(Beginning of Task material)

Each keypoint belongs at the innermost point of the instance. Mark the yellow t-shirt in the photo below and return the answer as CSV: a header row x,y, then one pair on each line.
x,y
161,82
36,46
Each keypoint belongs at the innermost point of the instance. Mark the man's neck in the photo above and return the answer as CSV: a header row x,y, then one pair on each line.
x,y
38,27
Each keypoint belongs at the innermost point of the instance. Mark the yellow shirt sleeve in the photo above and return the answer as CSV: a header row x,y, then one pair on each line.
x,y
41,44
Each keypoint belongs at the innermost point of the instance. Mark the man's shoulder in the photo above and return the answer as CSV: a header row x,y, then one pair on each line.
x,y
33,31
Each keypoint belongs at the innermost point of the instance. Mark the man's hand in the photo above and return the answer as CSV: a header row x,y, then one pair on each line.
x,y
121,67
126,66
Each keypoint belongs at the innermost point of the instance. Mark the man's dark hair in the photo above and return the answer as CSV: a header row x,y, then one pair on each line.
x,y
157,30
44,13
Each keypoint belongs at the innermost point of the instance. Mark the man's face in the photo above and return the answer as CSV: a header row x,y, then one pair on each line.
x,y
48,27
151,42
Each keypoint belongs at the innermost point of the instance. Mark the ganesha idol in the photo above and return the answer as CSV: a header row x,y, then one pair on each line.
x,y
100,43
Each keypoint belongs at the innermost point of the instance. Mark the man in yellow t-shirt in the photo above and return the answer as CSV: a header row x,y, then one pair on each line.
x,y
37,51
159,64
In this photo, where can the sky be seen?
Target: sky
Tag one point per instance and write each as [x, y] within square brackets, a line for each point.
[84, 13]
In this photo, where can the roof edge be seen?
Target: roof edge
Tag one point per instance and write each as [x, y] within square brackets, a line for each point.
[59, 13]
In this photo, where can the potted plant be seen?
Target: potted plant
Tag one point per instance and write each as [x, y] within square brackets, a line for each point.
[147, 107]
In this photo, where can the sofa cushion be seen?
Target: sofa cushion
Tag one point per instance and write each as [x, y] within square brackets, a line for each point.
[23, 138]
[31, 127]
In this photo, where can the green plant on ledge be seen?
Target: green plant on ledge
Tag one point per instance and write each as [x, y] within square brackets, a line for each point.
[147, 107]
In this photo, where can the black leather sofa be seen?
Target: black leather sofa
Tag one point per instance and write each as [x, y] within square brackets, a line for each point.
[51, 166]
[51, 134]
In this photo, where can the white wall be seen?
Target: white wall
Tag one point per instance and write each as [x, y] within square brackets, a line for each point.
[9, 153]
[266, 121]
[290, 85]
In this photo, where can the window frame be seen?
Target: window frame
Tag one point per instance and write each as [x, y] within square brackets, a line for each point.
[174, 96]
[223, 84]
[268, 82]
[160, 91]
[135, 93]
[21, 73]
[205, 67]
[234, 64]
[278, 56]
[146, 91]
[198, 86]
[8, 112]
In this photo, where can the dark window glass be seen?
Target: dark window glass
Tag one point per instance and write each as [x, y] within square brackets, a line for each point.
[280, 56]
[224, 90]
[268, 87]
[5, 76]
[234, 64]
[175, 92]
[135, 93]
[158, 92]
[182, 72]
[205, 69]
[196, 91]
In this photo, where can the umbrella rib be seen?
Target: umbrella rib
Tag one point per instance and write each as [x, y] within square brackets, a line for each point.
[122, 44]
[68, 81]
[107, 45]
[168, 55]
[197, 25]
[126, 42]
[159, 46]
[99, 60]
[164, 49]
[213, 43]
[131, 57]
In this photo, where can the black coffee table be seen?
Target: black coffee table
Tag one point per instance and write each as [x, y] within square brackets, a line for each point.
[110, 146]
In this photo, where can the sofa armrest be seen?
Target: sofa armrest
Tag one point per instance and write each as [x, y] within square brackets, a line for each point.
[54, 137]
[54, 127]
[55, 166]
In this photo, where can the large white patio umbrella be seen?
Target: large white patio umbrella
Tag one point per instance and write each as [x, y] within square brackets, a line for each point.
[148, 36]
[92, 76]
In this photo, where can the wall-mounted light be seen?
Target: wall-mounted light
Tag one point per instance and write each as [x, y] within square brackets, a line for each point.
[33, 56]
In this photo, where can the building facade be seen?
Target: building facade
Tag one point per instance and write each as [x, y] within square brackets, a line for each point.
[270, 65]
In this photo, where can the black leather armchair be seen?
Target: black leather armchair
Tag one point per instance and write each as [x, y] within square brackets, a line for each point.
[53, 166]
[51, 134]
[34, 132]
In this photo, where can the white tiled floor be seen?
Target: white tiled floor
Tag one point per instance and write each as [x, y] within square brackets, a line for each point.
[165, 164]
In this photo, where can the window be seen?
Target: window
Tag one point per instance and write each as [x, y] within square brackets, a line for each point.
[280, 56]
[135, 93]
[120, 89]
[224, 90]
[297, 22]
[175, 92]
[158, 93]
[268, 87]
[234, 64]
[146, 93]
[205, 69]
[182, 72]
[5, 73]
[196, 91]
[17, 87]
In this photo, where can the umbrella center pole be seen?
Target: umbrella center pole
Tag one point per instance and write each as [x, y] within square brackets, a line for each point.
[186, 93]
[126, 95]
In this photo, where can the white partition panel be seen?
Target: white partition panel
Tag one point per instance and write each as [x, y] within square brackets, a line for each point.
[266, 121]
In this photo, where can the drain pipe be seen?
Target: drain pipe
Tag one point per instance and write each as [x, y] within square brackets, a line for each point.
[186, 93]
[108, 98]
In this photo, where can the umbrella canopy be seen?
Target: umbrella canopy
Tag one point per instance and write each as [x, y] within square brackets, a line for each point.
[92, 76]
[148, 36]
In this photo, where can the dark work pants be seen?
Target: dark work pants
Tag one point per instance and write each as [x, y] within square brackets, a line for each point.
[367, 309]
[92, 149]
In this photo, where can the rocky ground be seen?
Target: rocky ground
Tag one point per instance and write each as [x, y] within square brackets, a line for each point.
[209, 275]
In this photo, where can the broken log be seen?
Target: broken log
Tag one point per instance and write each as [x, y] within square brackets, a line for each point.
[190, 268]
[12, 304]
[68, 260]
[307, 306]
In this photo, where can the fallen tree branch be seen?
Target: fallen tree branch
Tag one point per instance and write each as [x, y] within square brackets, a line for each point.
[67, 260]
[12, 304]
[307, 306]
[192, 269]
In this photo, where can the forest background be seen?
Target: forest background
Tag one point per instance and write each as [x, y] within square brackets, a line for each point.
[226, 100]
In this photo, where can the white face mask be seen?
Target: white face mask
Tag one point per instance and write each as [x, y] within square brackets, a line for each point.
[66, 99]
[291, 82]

(End of Task material)

* Work item
All lines above containing the string "tree": copy each one.

* Answer for the task
In this photo, where can the fallen tree branch be seen?
Target: fallen tree branch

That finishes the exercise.